__PAGE EXCERPT__
•••
Saturday, December 31, 2016

Bears Ears National Monument: The Bears Ears Buttes

Bears Ears Buttes and rainbow, San Juan County, Utah.
Rainbow and Bears Ears Buttes, from Natural Bridges National Monument.
Bears Ears National Monument was declared by President Barack Obama on December 28, 2016. The new National Monument is comprised of 1.35 million acres in San Juan County in southeast Utah.

Bears Ears Buttes from Natural Bridges National Monument, San Juan County, Utah.
Bears Ears Buttes from Natural Bridges loop drive along White and Armstrong Canyons.
 In the very center of the National Monument are its namesake, the Bears Ears Buttes, up on South Elk Ridge overlooking the northern edge of Cedar Mesa and Natural Bridges National Monument.

This post will introduce those not familiar with this area to the Bears Ears Buttes themselves. Subsequent posts will show the other areas of the Monument.

Bears Ears Buttes and moonrise, San Juan County, Utah.
Moonrise over the Bears Ears in winter, from Natural Bridges.
The designation of Bears Ears National Monument by presidential Executive Order, invoking the Antiquities Act, is contentious, as are all public land management issues. However, it is pertinent to note that Utah's "Mighty 5" National Parks -- Zion, Arches, Canyonlands, Capitol Reef, and Bryce Canyon -- all started out as National Monuments declared by presidential Executive Order, as well. All five were later upgraded to National Park status by Acts of Congress, which has the sole power to declare National Parks. The "Mighty 5" are tremendous tourist draws for visitors from around the world.
•••
__DATASET EXCERPTS__
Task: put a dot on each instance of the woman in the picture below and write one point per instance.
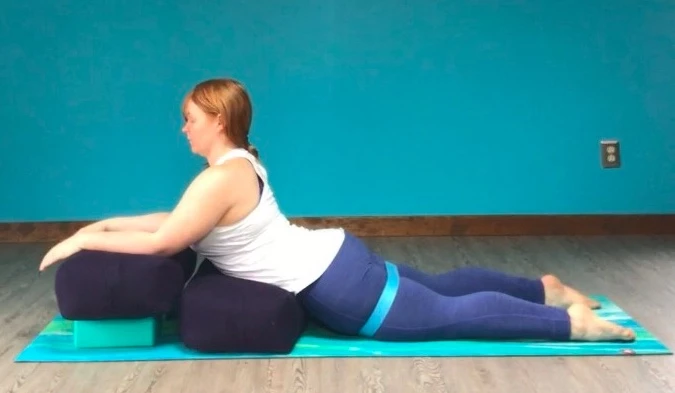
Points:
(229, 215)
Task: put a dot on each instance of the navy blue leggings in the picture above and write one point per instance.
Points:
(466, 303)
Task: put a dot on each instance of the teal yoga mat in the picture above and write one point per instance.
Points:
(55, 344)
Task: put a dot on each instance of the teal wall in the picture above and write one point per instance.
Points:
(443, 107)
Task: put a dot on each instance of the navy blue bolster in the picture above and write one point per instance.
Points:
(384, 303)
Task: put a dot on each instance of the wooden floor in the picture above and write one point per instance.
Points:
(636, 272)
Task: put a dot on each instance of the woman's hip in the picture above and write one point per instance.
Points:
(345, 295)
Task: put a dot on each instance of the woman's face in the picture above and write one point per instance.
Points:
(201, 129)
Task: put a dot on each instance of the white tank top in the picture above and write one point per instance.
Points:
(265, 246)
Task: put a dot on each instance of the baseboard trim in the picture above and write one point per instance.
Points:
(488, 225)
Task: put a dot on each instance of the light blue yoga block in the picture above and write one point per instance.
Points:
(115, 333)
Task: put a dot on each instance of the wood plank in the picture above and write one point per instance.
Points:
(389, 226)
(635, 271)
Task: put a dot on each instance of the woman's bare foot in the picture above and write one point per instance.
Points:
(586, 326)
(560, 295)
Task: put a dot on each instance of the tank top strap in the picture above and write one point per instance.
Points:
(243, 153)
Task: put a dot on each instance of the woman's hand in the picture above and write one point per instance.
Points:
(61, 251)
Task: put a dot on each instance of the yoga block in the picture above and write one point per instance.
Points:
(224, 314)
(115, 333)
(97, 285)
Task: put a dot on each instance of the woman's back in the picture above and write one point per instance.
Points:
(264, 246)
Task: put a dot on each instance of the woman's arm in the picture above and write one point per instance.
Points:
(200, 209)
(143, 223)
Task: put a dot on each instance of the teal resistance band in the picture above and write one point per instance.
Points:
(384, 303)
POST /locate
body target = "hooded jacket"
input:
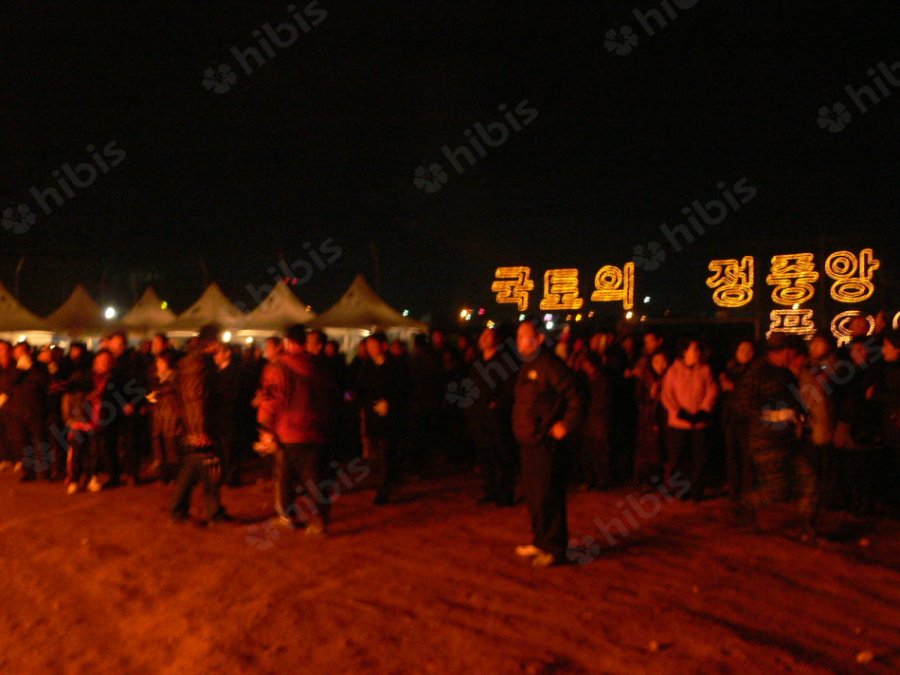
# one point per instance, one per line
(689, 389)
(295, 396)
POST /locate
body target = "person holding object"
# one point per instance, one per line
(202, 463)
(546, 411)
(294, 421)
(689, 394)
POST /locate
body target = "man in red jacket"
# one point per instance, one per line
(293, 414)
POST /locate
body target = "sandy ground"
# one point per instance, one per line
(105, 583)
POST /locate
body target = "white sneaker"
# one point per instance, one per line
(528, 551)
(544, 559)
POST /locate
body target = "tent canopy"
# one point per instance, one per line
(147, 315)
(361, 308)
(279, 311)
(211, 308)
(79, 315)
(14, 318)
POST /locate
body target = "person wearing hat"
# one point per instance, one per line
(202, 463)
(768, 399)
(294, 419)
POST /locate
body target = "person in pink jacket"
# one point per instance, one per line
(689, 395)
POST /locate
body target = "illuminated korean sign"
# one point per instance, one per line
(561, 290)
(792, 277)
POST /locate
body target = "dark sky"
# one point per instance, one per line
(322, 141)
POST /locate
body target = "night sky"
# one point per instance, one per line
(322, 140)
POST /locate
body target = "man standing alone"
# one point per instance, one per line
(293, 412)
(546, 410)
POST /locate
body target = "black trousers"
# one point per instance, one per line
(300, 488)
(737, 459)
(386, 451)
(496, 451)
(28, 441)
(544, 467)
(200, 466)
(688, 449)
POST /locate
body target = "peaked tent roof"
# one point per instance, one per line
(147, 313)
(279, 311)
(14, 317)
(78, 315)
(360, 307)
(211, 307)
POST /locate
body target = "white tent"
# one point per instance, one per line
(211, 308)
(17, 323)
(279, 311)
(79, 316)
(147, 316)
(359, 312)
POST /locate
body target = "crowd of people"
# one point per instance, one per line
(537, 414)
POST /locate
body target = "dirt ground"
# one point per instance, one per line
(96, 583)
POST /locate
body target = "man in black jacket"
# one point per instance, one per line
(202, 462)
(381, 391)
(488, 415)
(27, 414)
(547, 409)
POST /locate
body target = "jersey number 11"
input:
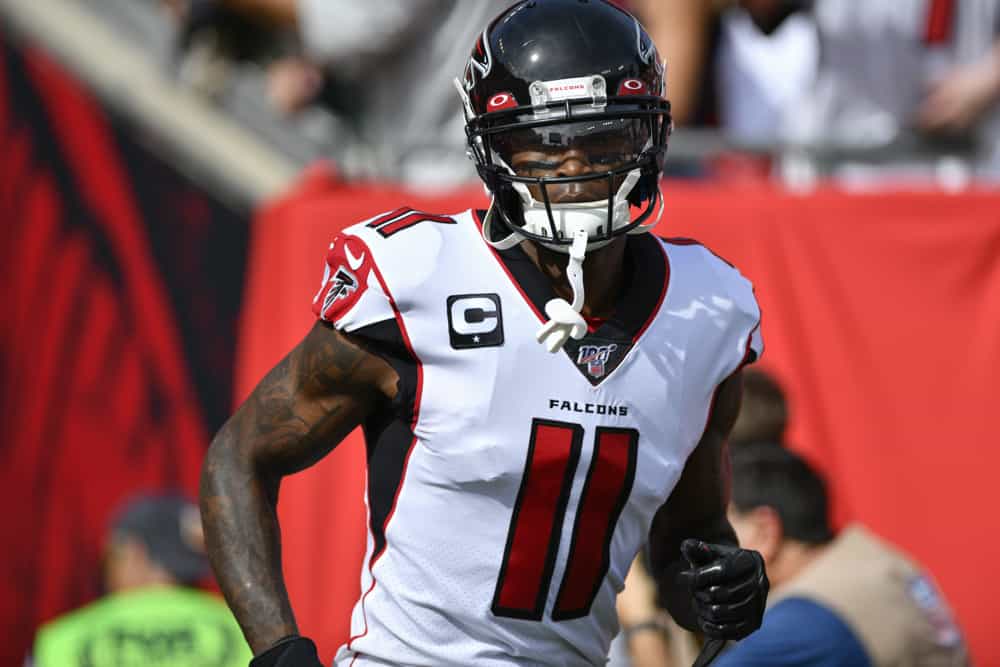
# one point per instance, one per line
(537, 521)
•••
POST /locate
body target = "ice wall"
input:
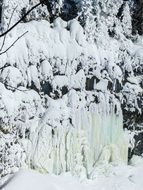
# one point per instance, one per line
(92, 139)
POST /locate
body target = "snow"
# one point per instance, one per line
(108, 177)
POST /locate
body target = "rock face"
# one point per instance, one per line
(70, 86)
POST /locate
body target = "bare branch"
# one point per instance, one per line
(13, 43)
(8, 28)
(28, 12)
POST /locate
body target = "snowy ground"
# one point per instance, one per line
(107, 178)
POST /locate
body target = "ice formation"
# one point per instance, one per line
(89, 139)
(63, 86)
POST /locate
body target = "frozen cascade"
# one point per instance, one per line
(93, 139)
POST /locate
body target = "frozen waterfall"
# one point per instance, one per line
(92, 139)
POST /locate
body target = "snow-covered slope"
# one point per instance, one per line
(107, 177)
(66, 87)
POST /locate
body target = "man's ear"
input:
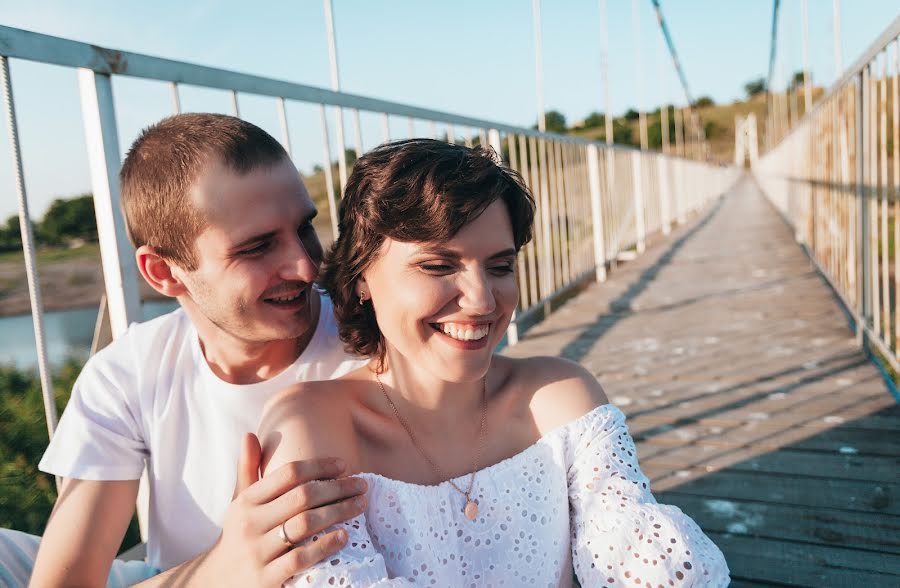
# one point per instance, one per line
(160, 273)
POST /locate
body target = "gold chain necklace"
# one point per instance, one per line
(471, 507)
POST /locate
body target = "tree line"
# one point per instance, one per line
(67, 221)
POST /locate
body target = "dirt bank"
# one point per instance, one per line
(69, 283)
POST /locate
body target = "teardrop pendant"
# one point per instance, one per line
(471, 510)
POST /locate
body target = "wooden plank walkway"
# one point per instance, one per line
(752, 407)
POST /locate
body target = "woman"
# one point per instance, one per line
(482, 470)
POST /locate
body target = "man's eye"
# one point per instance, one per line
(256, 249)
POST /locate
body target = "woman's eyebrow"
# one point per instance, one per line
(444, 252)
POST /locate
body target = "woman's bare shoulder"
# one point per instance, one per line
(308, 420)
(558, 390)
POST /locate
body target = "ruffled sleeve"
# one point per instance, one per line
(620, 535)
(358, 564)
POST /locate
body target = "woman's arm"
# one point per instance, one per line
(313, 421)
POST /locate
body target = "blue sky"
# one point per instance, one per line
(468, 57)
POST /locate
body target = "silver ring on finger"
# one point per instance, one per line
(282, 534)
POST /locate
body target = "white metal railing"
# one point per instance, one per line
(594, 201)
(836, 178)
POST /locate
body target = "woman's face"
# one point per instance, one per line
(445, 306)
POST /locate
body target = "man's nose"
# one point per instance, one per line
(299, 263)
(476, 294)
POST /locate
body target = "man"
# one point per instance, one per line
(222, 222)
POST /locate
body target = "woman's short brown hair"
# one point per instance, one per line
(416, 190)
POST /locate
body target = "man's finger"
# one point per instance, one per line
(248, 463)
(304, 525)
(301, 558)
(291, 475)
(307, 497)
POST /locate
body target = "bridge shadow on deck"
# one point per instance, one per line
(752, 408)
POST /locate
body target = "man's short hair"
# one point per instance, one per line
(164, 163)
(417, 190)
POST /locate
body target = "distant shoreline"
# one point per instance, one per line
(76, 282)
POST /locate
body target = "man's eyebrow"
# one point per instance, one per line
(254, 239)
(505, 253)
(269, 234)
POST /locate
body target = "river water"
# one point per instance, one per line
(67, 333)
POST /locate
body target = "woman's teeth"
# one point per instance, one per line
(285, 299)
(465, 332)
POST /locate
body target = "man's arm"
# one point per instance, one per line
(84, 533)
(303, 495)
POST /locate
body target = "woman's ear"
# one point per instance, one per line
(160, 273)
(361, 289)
•••
__DIRECTIVE 1__
Retype the section of the Bears Ears post that opens with the words containing "Bears Ears Buttes and moonrise, San" and closes with "around the world.", keeping every word and punctuation mark unchanged.
__DIRECTIVE 2__
According to the Bears Ears post, on what date was Bears Ears National Monument declared?
__DIRECTIVE 3__
Name every national park that the Bears Ears post counts among Utah's "Mighty 5."

__FULL ANSWER 1__
Bears Ears Buttes and moonrise, San Juan County, Utah.
Moonrise over the Bears Ears in winter, from Natural Bridges.
The designation of Bears Ears National Monument by presidential Executive Order, invoking the Antiquities Act, is contentious, as are all public land management issues. However, it is pertinent to note that Utah's "Mighty 5" National Parks -- Zion, Arches, Canyonlands, Capitol Reef, and Bryce Canyon -- all started out as National Monuments declared by presidential Executive Order, as well. All five were later upgraded to National Park status by Acts of Congress, which has the sole power to declare National Parks. The "Mighty 5" are tremendous tourist draws for visitors from around the world.

__FULL ANSWER 2__
December 28, 2016

__FULL ANSWER 3__
Zion, Arches, Canyonlands, Capitol Reef, Bryce Canyon